* Rows

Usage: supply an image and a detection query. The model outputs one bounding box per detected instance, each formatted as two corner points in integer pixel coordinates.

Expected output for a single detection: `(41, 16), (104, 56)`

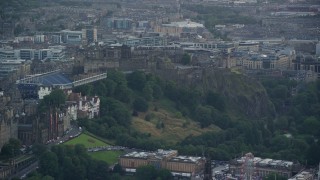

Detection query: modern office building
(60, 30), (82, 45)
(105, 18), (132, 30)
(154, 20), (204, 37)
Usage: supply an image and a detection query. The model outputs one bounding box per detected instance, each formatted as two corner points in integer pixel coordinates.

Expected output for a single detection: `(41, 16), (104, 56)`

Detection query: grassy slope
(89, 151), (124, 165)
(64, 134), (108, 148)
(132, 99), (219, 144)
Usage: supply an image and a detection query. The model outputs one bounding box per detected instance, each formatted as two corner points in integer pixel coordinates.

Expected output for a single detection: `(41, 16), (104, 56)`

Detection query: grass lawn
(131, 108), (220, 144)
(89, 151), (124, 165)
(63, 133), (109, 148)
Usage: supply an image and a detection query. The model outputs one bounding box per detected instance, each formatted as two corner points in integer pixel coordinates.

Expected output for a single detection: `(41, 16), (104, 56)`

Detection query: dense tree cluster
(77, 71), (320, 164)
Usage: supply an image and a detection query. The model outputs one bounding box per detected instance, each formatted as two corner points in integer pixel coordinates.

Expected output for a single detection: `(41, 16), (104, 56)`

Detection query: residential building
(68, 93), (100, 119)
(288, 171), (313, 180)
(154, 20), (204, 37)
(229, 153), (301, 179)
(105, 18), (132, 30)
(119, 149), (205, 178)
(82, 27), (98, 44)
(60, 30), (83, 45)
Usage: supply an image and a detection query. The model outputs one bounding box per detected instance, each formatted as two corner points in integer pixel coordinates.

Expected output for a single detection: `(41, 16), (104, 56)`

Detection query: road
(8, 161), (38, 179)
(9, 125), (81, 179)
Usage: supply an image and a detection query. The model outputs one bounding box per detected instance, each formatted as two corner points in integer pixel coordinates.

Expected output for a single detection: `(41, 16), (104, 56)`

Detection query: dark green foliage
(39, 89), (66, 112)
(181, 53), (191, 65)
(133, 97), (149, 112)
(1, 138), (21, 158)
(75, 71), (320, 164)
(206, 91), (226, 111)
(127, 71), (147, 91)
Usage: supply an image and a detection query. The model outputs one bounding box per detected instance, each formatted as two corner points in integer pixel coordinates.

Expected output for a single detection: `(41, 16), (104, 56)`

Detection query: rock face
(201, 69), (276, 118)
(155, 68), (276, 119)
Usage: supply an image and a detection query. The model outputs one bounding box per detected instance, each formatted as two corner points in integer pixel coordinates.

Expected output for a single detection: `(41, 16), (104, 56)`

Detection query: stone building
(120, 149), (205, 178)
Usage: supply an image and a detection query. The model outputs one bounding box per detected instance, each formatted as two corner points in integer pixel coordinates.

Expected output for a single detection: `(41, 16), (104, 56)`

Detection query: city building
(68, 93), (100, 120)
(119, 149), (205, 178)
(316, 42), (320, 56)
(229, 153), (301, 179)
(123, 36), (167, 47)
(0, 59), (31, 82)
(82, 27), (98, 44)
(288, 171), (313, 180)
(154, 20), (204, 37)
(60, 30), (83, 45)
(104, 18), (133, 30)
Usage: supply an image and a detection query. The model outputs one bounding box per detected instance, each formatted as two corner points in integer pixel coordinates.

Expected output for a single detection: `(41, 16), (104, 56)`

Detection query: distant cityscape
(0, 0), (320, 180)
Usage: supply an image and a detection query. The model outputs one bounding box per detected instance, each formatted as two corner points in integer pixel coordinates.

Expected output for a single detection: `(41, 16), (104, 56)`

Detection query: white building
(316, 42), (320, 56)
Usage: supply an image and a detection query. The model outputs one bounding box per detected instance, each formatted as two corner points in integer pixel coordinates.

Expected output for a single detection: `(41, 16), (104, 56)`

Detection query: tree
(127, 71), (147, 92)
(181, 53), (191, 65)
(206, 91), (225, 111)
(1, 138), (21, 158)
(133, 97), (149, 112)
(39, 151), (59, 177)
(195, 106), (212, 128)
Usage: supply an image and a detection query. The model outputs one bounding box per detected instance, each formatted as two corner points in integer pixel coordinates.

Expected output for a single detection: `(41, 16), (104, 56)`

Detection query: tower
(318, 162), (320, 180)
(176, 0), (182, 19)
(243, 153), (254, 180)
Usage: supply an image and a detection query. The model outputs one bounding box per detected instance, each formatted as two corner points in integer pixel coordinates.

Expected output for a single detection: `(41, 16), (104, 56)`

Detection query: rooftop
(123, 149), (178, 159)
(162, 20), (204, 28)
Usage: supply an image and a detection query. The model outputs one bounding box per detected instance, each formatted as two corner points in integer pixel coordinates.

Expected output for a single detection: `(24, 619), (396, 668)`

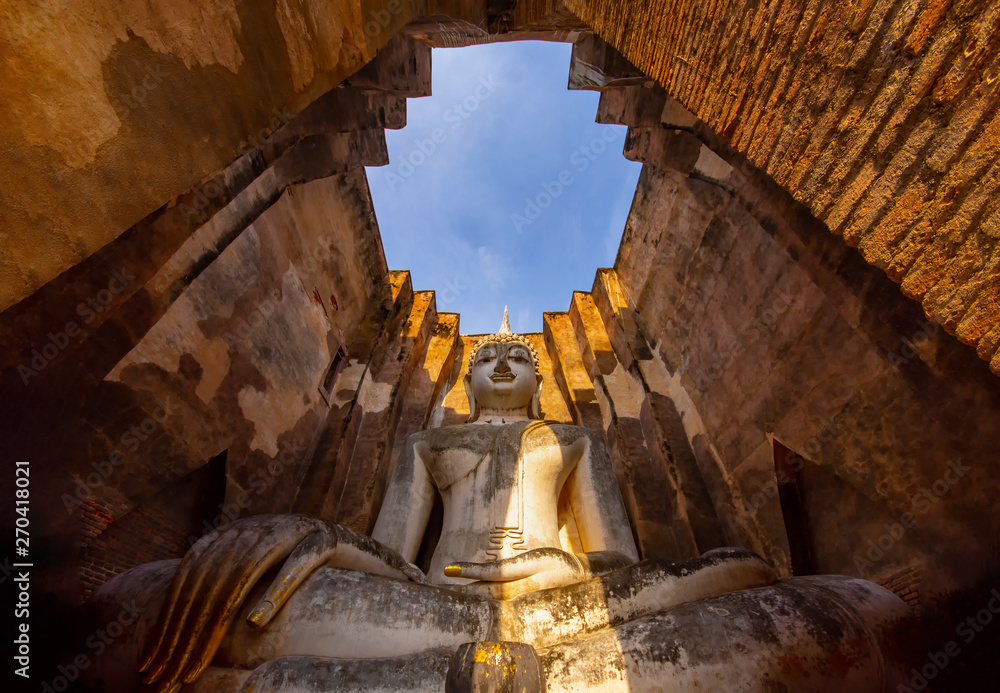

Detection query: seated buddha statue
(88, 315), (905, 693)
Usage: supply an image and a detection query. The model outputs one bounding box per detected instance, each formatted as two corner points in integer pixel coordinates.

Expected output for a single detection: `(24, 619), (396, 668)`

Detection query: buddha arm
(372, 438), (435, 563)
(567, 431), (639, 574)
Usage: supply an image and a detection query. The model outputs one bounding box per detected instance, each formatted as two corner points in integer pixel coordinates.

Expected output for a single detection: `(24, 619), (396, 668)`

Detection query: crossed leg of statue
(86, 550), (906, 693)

* Goal of the exercise
Copy every one of the items above word for word, omitting the pictures.

* Task result
Usage: supply an image and a detection query. The model outputs one bounding box per detected instance, each formatted as two corner points in integer pixel coordinates.

Expected output for a single detection: `(41, 16), (104, 56)`


Detection query: modern office building
(60, 30), (82, 45)
(105, 18), (132, 30)
(154, 20), (204, 37)
Usage: supply an image and a detection query. The model outputs one bounding box per detected instance, each formatted as two corner points in integer pixel coordinates.

Expected output for a single detection: `(41, 16), (104, 56)`

Detection query: grassy slope
(89, 151), (124, 165)
(64, 134), (108, 148)
(132, 99), (219, 144)
Usage: supply an image and a detection query. The model outputs one bounding box per detected instance, each formatted as two corner points in integer pixel coordinates.

Expected output for a single detection: `(41, 16), (104, 56)`

Detection query: grass lawn
(131, 108), (220, 144)
(89, 151), (124, 165)
(63, 133), (109, 148)
Usage: supply an image and a detection query. The model outputs one bounding box per detected instance, each formatted as two corner points in integer pixel coordinates.

Expected output for a single detection: `(41, 16), (104, 56)`

Detection query: dense tree cluster
(77, 71), (320, 164)
Usage: supply an image and a detection query. The model outputs one bounding box per detected instance, each formatted as two corner points in integer pixel coordinates.

Expected output for a single detection: `(41, 16), (104, 56)`

Detection query: residential building
(68, 93), (100, 119)
(288, 171), (313, 180)
(154, 20), (204, 37)
(229, 153), (301, 179)
(105, 18), (132, 30)
(119, 149), (205, 178)
(82, 27), (98, 44)
(60, 30), (83, 45)
Usage: supply an image and a detection query. The model outputs one bounding box per detected instance, each formatted as two corner points in integer pixel coordinates.

Expected output for a single detection: `(41, 16), (104, 56)`

Detection query: road
(8, 161), (38, 179)
(9, 125), (81, 179)
Usage: supply an image and a detection query. The model outputs one bounding box per detected instance, each formatted as two corner points in integer pixel coordinates.

Expected output for a single detection: `(41, 16), (104, 56)`

Detection query: dark green foliage
(39, 89), (66, 112)
(181, 53), (191, 65)
(133, 97), (149, 112)
(1, 138), (21, 158)
(75, 71), (320, 164)
(206, 91), (226, 111)
(127, 71), (147, 91)
Usage: supply an image and a detection query. The model outputs one bounding box per detected instance, each formatted as two corner points in integer pixel coordinates.

Expected output for a single detection: `(41, 16), (104, 56)`

Detection query: rock face
(201, 69), (276, 118)
(155, 68), (276, 119)
Usage: supply an image and a detection query. The model outputs one bounding box per detected instance, each formatted as two corner points in integer pixel coordinates.

Expected output for a single detection: `(41, 16), (104, 56)`

Detection query: stone building
(120, 149), (205, 178)
Usage: supply an image and a detection query. The model outputs one bounding box per detected instance, each formatted as two corner points in integer pixel coordinates.

Expected output for a single detection: `(41, 16), (104, 56)`

Detection query: city building
(68, 93), (100, 120)
(119, 149), (205, 178)
(316, 42), (320, 56)
(229, 153), (301, 179)
(123, 36), (167, 47)
(0, 59), (31, 82)
(82, 27), (98, 44)
(288, 171), (313, 180)
(154, 20), (204, 37)
(60, 30), (83, 45)
(104, 18), (133, 30)
Usage: supply an image and a detection query. The model outputs one bounding box per detected instance, each formatted as two corner points in integer pixel coordinates.

Expected output for a single detection: `(41, 16), (104, 56)`

Detection query: distant cityscape
(0, 0), (320, 180)
Usage: supply an image and a detection query. The model outputs one bounding box per detected instance, each formatted as two corner points in integer pixel coordinates.

Expected output for a single detection: `(41, 16), (104, 56)`

Detection query: white building
(316, 42), (320, 56)
Usage: supply an image and a detection query. The model outputs one bounding box per detected instance, each formatted as two corner points in integer pixel coordinates.

Expected output for a single detection: `(41, 16), (104, 56)`

Detection query: tree
(127, 71), (147, 92)
(181, 53), (191, 65)
(206, 91), (225, 111)
(1, 138), (21, 158)
(133, 97), (149, 112)
(39, 151), (59, 177)
(195, 106), (212, 128)
Usage: supply an image and a detection query. The model outputs one bounding box per detected instance, each formatted as two corner points in integer pixel coordinates.

Expected output for a single detection: `(41, 16), (104, 56)`

Detection query: tower
(318, 162), (320, 180)
(176, 0), (182, 19)
(243, 153), (254, 180)
Usage: supply an image and a detection query. The model outputs one bounding box per detected instance, each formatted as two corner points in integer pixel coordinates.

Expected output for a single detection: `(41, 16), (104, 56)`

Detection query: rooftop
(123, 149), (178, 159)
(162, 20), (204, 28)
Usage: supply an image and a detection query. The model outputs one bounding box per detected instance, each formatted as two corner points in integer pixel coordinates.

Expected output for a single detection: `(24, 619), (396, 668)`


Detection query: seated buddha statue
(88, 315), (905, 693)
Usage: supply an image and a detection query. The model outputs one bounding box per detected instance, each formatted as two corner points in integer pixel coordinates.

Expected output for a single detection: `(24, 619), (396, 668)`

Detection query: buddha arm
(372, 438), (435, 563)
(567, 431), (639, 574)
Usage: supply an image and a detection query. The model outputs one bounding box per detected instance, each formatted as two corner points in integer pixel coordinates.

Expected output for a single detection: `(24, 619), (396, 668)`

Detection query: crossed leg of statue
(86, 550), (906, 693)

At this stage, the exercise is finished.